* **TEXT SHOWN**:
++++++

Special Education Teacher Preparation: New
York

Delivering Well Prepared Teachers Policy

Goal

The state should ensure that special education teachers know the subject matter they are licensed to teach.

Meets goal
Suggested Citation:
National Council on Teacher Quality. (2015). Special Education Teacher Preparation: New York results. State Teacher Policy Database. [Data set].
Retrieved from: https://www.nctq.org/yearbook/state/NY-Special-Education-Teacher-Preparation-69

Analysis of New York's policies

New York does not offer K-12 special education certification. New York offers special education licenses to teach grades birth to grade 2 and grades 1-6, 5-9 or 7-12.

Candidates applying for either the early childhood or elementary 1-6 generalist certificate must pass the applicable NYSTCE multiple-subjects content test. The early childhood and elementary multiple-subjects tests are the same tests required of the state's general education early childhood and elementary teachers. These tests consist of three separately scored sections: literacy and English language arts, math, and arts and sciences. 

In addition, candidates applying for the 5-9 generalist certificate or the 7-12 generalist certificate must pass the applicable multiple-subjects content test. The middle school and secondary multiple-subjects content tests consist of three separately scored sections: literacy and English language arts, math, and arts and sciences.




Citation

Recommendations for New York

Ensure that secondary special education teachers possess adequate content knowledge.

++++++

* **SOURCE DATA**:
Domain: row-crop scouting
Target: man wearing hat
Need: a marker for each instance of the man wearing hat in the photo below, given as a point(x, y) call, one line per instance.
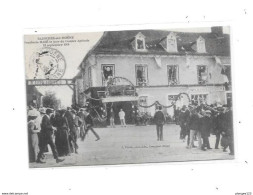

++++++

* **TO DO**:
a: Decide whether each statement agrees with the New York policy text, answering yes or no and quoting the words that settle it: (i) New York offers a K-12 special education certificate. (ii) The early childhood and elementary multiple-subjects tests match those required of general education teachers at those levels. (iii) The middle school and secondary multiple-subjects content tests have four separately scored sections.
b: Turn the paragraph of the New York policy text that begins "Candidates applying for either the early childhood" into a short bulleted list that keeps its main facts.
c: Write the next part of the New York policy text, starting after its final recommendation.
The listing comes from a separate source, unrelated to the New York policy text.

* **ANSWERS FOR THE TASKS**:
a:
(i) No: "New York does not offer K-12 special education certification."
(ii) Yes: "The early childhood and elementary multiple-subjects tests are the same tests required of the state's general education early childhood and elementary teachers."
(iii) No: "The middle school and secondary multiple-subjects content tests consist of three separately scored sections"

b:
- Early childhood and elementary 1-6 generalist candidates must pass the applicable NYSTCE multiple-subjects content test.
- These are the same tests required of general education early childhood and elementary teachers.
- Each test has three separately scored sections: literacy and English language arts, math, and arts and sciences.

c:
Middle school and secondary special education teachers are frequently generalists who teach many core subject areas. While New York is on the right track in requiring content testing with separately scored subtests, the state should monitor the rigor of this new test to ensure that it guarantees requisite knowledge needed in both middle and secondary classrooms. New York may also want to consider a customized HOUSSE route for new secondary special education teachers and look to the flexibility offered by the Individuals with Disabilities Education Act (IDEA), which allows for a combination of testing and coursework to demonstrate requisite content knowledge in the classroom.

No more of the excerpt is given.